- **YOUR TASK**
Replace "single dot" with "lone dot" in the data from the line with "The endpoint marks every instance of the shadow" to the line with "x=199, y=210", and return only those lines with nothing else changed.

- **EXTRACTED DATA**
↓↓↓

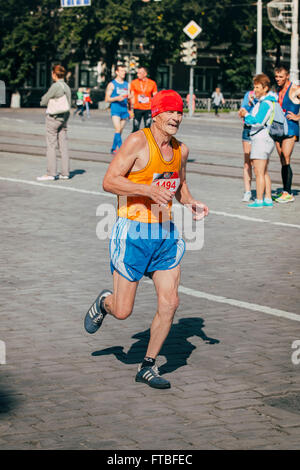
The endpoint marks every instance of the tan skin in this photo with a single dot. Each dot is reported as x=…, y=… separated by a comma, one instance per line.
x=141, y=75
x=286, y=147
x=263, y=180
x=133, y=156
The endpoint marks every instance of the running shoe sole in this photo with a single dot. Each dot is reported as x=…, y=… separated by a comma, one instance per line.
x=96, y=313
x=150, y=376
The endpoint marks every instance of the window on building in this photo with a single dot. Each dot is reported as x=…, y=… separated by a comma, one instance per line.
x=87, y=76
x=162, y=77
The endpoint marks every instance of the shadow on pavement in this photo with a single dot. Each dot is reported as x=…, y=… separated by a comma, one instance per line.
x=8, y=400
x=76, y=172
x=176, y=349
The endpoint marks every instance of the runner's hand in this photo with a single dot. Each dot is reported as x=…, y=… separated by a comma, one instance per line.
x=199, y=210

↑↑↑
↓↓↓

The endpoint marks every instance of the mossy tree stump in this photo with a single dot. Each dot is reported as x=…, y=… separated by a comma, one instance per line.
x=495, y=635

↑↑↑

- **THE COMPLETED TASK**
The endpoint marks every instance of the shadow on pavement in this photo with a lone dot. Each dot is reported as x=…, y=… separated by a comma, one instance per line.
x=8, y=400
x=76, y=172
x=176, y=349
The endpoint marks every instance of the runner's hand in this photo with a lone dot. Each dot is reported as x=…, y=… separated by a comma, one instance per line.
x=199, y=210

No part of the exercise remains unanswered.